─── Data under study

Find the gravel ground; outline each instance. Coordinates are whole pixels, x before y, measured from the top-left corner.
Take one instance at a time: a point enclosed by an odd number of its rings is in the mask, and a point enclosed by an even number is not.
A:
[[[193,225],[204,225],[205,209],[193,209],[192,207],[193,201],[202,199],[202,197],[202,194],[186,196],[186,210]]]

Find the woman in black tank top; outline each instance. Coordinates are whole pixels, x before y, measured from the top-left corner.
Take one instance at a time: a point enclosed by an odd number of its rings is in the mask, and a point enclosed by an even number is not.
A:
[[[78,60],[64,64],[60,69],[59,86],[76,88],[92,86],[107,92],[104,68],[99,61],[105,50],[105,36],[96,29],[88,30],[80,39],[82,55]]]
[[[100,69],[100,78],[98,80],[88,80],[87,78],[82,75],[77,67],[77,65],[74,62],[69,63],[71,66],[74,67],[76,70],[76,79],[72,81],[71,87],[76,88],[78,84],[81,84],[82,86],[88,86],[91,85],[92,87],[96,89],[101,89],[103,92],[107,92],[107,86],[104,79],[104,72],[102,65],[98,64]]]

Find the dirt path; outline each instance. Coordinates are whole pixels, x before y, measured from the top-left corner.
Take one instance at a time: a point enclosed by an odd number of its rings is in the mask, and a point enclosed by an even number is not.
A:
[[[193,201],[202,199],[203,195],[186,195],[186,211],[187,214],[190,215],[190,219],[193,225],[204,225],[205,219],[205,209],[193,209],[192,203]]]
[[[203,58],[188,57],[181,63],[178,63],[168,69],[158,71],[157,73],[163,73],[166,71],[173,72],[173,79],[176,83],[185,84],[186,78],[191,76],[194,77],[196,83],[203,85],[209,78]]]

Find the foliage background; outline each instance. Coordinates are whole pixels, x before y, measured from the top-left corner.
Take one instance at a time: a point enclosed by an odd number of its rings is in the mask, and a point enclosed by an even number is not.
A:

──────
─── Data under study

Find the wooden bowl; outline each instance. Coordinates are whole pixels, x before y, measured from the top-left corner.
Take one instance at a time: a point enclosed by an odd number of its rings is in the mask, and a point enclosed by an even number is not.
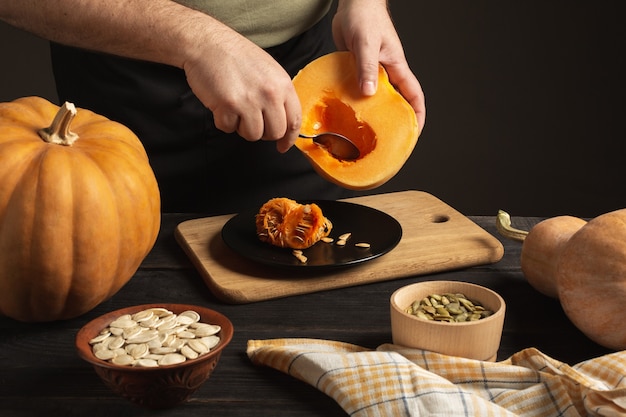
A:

──────

Task to complete → Show every line of the listing in which the string "from" can be found.

Result for this exercise →
Find the gravel ground; outline each instance. Coordinates are whole pixels, x before y, measured from the top-left corner.
Find the woman in black tank top; outline each instance. Coordinates are whole pixels, x before y, measured from the top-left corner.
Find the dirt path; outline each instance. Coordinates are whole pixels, x before y, measured from the top-left corner.
Find the foliage background; outline each instance. Coordinates are whole pixels, x before y, measured from the top-left corner.
Find the wooden bowl; outline each instance. Coordinates are whole pixels, x before y, measured from the top-left corner.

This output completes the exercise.